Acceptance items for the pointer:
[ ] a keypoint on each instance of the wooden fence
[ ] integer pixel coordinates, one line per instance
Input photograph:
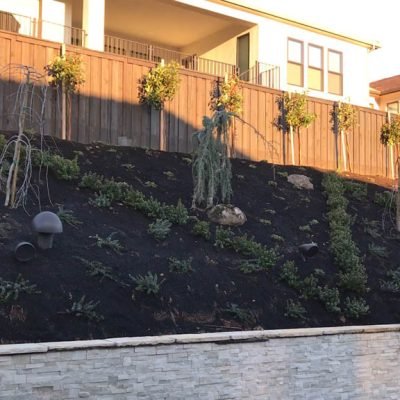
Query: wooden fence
(107, 108)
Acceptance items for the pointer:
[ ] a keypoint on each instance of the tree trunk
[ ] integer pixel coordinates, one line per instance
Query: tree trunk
(13, 172)
(292, 144)
(398, 197)
(344, 152)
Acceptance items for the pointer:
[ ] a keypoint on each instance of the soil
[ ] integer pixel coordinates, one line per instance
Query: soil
(198, 301)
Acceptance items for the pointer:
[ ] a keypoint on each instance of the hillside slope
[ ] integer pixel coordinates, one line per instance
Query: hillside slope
(88, 286)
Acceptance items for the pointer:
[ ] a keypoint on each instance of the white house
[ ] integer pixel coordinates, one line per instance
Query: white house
(213, 36)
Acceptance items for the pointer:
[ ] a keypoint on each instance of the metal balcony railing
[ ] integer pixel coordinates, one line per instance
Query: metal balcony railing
(262, 74)
(40, 29)
(149, 52)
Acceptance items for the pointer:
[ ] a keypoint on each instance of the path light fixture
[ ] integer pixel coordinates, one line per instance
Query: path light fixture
(45, 225)
(308, 250)
(24, 251)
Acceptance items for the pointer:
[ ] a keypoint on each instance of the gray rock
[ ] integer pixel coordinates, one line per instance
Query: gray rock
(300, 181)
(227, 214)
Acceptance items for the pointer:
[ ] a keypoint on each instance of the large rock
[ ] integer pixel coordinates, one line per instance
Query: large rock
(300, 181)
(226, 214)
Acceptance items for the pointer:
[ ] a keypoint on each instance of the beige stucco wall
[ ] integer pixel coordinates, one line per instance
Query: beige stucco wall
(273, 50)
(382, 101)
(55, 14)
(22, 8)
(223, 46)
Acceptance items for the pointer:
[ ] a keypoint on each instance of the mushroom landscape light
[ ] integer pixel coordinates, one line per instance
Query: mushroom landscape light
(46, 224)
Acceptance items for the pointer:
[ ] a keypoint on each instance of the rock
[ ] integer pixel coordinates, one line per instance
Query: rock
(300, 181)
(227, 214)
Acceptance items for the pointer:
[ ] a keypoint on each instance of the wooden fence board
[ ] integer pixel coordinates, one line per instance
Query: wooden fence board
(107, 106)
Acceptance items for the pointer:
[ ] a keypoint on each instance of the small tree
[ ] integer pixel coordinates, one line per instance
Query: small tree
(345, 116)
(295, 116)
(227, 95)
(159, 85)
(66, 73)
(16, 155)
(390, 136)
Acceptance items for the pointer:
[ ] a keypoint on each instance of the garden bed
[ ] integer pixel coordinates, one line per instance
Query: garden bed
(89, 284)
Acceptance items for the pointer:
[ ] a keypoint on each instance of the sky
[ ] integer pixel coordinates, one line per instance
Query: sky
(370, 20)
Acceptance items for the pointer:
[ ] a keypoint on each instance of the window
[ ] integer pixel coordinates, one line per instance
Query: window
(315, 68)
(295, 63)
(335, 72)
(392, 108)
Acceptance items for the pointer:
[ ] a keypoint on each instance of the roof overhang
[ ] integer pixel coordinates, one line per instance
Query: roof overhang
(239, 5)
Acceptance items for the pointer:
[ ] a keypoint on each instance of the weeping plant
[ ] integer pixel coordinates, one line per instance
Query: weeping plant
(211, 169)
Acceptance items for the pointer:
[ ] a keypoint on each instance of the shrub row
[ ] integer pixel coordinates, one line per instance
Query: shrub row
(263, 258)
(109, 191)
(352, 272)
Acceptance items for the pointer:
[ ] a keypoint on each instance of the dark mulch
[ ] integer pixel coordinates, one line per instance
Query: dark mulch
(193, 302)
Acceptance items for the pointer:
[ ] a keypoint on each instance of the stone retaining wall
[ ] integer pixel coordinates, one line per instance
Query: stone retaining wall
(320, 363)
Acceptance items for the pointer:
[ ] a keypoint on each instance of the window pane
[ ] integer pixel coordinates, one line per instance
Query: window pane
(295, 74)
(393, 108)
(295, 50)
(335, 83)
(315, 57)
(334, 62)
(315, 79)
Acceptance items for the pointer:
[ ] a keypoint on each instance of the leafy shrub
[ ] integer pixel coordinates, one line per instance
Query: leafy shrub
(62, 168)
(392, 283)
(10, 290)
(180, 266)
(100, 200)
(289, 273)
(295, 310)
(92, 181)
(110, 190)
(202, 228)
(223, 237)
(68, 217)
(357, 191)
(159, 85)
(98, 269)
(108, 242)
(310, 288)
(148, 283)
(331, 299)
(355, 308)
(160, 229)
(242, 315)
(226, 95)
(264, 257)
(85, 309)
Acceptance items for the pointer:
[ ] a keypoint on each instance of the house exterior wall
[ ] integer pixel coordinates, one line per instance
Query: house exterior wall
(55, 14)
(273, 41)
(383, 100)
(29, 8)
(227, 51)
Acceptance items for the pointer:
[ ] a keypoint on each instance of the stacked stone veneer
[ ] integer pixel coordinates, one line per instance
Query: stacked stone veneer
(322, 363)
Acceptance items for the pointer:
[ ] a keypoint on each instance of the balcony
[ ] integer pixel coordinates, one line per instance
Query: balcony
(260, 74)
(40, 29)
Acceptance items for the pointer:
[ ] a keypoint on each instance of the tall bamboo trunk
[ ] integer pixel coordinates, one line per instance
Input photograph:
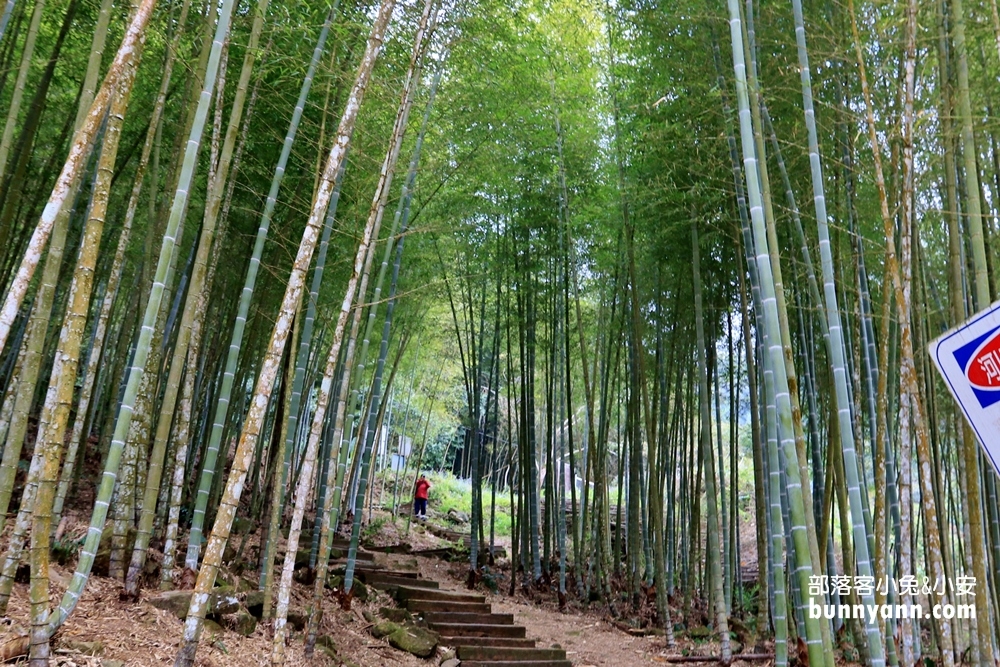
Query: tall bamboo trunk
(279, 336)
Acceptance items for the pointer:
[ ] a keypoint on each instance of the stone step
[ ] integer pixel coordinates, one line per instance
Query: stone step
(384, 582)
(414, 593)
(449, 616)
(477, 630)
(338, 567)
(517, 663)
(457, 607)
(341, 555)
(511, 653)
(488, 641)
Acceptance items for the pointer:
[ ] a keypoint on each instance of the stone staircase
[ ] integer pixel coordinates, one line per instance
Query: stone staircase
(466, 621)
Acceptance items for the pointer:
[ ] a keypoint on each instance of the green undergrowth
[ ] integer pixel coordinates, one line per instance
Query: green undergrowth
(450, 493)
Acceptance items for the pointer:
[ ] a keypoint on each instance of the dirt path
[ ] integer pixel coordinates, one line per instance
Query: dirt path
(588, 640)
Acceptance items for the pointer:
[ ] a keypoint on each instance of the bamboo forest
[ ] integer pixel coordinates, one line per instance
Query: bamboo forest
(499, 333)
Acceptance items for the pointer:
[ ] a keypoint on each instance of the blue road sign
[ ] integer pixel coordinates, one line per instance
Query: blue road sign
(968, 358)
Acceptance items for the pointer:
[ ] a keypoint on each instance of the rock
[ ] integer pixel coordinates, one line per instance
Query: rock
(396, 615)
(87, 648)
(255, 603)
(360, 591)
(176, 602)
(418, 641)
(220, 602)
(211, 629)
(304, 575)
(243, 622)
(242, 525)
(326, 645)
(223, 601)
(384, 629)
(298, 620)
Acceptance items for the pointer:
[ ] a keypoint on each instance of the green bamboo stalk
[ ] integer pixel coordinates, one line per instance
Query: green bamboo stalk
(835, 347)
(272, 360)
(142, 349)
(775, 349)
(194, 309)
(59, 397)
(79, 152)
(222, 409)
(14, 110)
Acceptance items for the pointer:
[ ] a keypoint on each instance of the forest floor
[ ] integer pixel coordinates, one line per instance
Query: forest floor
(121, 632)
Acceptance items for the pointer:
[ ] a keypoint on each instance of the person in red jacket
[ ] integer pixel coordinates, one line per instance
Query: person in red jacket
(420, 498)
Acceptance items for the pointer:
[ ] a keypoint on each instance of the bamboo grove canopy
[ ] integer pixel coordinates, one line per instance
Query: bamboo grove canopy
(658, 277)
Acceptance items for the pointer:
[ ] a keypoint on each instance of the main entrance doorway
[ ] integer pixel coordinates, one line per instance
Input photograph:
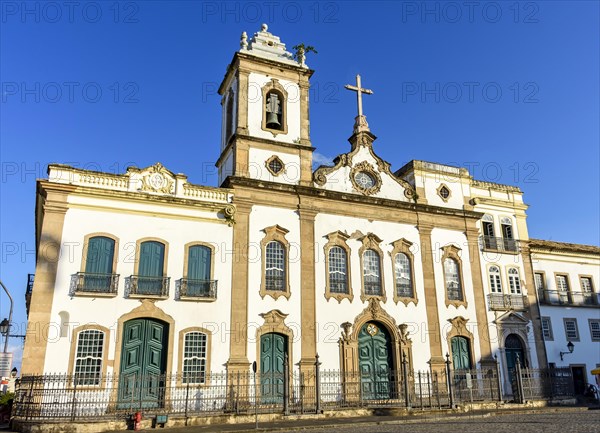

────────────────────────────────────────

- **What to do**
Pull out every line of the listing above that contains the word "blue", copying each one in full.

- **The reply**
[ ] a keypoint on each instance of the blue road sign
Query: blue road sign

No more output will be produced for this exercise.